[ASSIGNMENT]: Lines with "ketchup": pull these out of the listing below.
>>>
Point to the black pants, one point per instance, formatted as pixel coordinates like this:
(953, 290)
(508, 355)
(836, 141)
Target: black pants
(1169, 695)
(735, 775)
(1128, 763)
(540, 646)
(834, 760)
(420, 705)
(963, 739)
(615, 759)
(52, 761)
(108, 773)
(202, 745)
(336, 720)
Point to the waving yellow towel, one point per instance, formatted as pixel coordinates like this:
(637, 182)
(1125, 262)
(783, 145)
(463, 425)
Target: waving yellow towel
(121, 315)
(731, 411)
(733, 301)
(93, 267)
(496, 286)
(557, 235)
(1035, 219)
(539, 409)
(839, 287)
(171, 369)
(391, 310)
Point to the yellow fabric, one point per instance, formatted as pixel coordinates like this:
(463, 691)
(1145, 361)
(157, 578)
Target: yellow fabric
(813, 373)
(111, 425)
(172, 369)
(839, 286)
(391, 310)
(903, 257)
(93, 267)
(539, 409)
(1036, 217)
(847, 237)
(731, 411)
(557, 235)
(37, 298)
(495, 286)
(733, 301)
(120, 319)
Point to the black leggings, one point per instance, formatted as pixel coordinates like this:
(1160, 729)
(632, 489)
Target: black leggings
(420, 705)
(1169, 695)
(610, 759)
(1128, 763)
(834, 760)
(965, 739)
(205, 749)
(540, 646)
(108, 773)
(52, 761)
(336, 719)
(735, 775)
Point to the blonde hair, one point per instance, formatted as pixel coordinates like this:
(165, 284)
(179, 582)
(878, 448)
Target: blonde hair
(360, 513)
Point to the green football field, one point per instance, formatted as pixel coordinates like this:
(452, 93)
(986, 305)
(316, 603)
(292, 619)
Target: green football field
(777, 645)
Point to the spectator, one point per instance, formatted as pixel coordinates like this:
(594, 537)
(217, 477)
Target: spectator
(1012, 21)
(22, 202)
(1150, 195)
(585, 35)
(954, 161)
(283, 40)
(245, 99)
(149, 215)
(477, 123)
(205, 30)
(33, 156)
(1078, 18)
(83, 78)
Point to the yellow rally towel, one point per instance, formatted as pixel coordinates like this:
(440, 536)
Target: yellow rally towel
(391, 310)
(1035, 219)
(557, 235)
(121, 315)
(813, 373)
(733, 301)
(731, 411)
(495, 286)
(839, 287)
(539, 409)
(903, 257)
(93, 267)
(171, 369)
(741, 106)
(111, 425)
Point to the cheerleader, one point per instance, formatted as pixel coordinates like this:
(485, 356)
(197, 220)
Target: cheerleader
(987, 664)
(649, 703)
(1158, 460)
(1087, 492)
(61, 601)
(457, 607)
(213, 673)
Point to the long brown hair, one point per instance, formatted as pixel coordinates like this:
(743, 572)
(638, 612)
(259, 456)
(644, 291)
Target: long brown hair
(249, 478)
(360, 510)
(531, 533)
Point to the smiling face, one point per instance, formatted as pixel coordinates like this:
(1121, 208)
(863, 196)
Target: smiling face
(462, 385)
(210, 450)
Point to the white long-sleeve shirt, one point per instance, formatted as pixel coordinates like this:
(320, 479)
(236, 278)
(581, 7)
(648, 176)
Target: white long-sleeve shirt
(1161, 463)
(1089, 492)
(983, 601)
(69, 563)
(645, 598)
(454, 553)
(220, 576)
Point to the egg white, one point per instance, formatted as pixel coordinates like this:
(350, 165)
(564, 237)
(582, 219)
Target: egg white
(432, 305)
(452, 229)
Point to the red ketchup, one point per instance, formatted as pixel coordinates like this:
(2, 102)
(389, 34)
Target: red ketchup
<<<
[RESULT]:
Point to the red ketchup, one point per instance, formatted as pixel coordinates like this:
Target: red ketchup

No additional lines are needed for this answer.